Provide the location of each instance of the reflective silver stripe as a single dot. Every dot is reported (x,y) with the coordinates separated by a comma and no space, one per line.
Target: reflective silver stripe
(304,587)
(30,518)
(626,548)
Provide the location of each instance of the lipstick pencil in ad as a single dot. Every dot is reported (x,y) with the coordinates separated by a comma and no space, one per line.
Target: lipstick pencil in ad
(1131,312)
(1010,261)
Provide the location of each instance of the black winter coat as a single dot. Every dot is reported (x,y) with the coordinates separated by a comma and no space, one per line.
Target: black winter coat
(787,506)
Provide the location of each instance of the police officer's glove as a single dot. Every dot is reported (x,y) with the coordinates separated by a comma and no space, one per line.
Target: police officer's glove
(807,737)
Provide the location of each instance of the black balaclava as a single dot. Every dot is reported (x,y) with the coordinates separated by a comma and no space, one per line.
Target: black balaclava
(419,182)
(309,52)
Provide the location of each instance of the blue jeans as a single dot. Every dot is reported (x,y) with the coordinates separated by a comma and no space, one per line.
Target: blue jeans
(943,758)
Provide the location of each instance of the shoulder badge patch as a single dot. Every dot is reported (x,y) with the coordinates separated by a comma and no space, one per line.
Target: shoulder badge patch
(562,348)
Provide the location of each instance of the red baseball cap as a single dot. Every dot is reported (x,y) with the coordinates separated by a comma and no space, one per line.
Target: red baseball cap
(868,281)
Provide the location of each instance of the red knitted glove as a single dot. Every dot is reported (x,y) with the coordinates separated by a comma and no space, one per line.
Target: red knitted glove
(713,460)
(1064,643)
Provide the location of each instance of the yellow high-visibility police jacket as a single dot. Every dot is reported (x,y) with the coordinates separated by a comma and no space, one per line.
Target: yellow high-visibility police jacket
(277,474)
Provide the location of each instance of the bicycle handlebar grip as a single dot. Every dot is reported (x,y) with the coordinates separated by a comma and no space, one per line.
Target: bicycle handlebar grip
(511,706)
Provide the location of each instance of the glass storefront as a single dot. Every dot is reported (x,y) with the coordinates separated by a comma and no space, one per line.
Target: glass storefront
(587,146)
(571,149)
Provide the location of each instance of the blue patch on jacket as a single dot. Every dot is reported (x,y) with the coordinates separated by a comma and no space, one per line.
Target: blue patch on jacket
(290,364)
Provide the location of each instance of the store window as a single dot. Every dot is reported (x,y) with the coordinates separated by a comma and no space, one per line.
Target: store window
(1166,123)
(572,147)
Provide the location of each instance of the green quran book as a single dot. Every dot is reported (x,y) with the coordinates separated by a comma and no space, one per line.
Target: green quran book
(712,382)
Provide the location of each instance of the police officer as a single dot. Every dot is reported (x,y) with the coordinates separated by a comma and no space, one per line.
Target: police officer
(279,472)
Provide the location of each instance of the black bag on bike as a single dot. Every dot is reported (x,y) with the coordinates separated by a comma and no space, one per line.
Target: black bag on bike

+===+

### EXERCISE BRIEF
Reproduce the stretch of the data from the line containing "Provide the location of each instance of the green" through the end of the data, requests included, scaling every coordinate in the answers by 0.9 and rounding each to a whole number, with halves rounded up.

### SOLUTION TO THIS EXERCISE
Provide the location of each instance of the green quran book as a single dot. Every dot is reported (x,y) with the coordinates separated by a comma and no space, one per line.
Target: green quran book
(641,344)
Provide the location of each instance of the police officer as a single dot. Every dot is reported (x,y) with the coordinates separated by a comma and no space, one per line.
Target: police officer
(251,425)
Provide the location of each instance of the black bag on bike as a single dot. Every dot is reported (x,y) with the coordinates separated by a comma and no space, one per line.
Target: black bag on bike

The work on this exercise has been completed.